╭─ DATA

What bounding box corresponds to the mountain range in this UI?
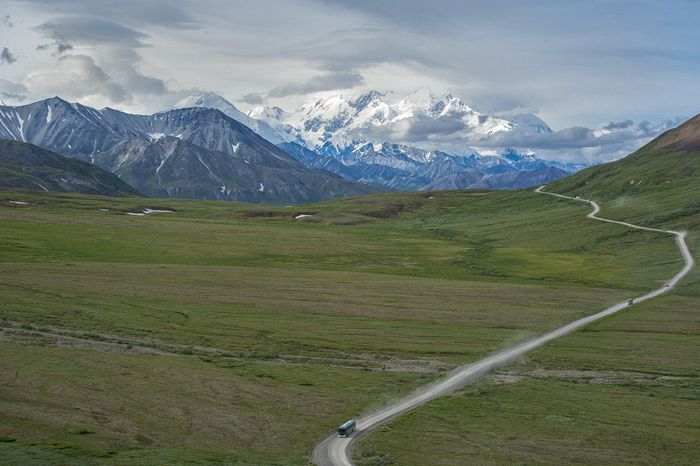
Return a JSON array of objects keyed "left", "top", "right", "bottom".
[
  {"left": 170, "top": 91, "right": 587, "bottom": 191},
  {"left": 0, "top": 97, "right": 376, "bottom": 203},
  {"left": 247, "top": 89, "right": 553, "bottom": 152},
  {"left": 0, "top": 91, "right": 592, "bottom": 201}
]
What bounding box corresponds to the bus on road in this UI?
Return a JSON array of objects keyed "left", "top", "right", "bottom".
[{"left": 337, "top": 419, "right": 356, "bottom": 437}]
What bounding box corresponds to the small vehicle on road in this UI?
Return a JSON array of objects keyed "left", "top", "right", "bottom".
[
  {"left": 628, "top": 299, "right": 634, "bottom": 305},
  {"left": 337, "top": 419, "right": 356, "bottom": 437}
]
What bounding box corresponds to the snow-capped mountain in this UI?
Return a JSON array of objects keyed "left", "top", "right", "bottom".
[
  {"left": 173, "top": 93, "right": 286, "bottom": 144},
  {"left": 0, "top": 97, "right": 377, "bottom": 202},
  {"left": 0, "top": 93, "right": 587, "bottom": 196},
  {"left": 165, "top": 89, "right": 571, "bottom": 190},
  {"left": 249, "top": 89, "right": 553, "bottom": 154},
  {"left": 244, "top": 89, "right": 580, "bottom": 190}
]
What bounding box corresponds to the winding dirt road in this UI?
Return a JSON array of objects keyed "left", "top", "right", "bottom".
[{"left": 313, "top": 186, "right": 694, "bottom": 466}]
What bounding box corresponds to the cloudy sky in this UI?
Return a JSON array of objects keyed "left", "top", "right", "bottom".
[{"left": 1, "top": 0, "right": 698, "bottom": 161}]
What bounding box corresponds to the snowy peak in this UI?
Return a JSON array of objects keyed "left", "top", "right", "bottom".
[
  {"left": 173, "top": 92, "right": 248, "bottom": 122},
  {"left": 396, "top": 91, "right": 516, "bottom": 135},
  {"left": 392, "top": 90, "right": 472, "bottom": 119},
  {"left": 247, "top": 105, "right": 287, "bottom": 123},
  {"left": 396, "top": 88, "right": 437, "bottom": 112},
  {"left": 172, "top": 92, "right": 287, "bottom": 144},
  {"left": 497, "top": 112, "right": 553, "bottom": 135},
  {"left": 275, "top": 90, "right": 396, "bottom": 148},
  {"left": 349, "top": 90, "right": 386, "bottom": 111},
  {"left": 175, "top": 93, "right": 226, "bottom": 107},
  {"left": 251, "top": 89, "right": 543, "bottom": 153}
]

╰─

**WHAT IS EXPECTED**
Could you copy each line of the material that holds "bounding"?

**ANSWER BOX**
What bounding box corresponds to the mountain range in this UI?
What bounding box corresponds to the bus on road in this UI?
What bounding box corresponds to the small vehicle on road in this UI?
What bounding box corresponds to the snow-capped mountain in this UI?
What bounding box corresponds to the winding dirt road in this UI?
What bounding box corresponds to the cloudy sky in this UI?
What bounding box corresponds to the snowy peak in this UI?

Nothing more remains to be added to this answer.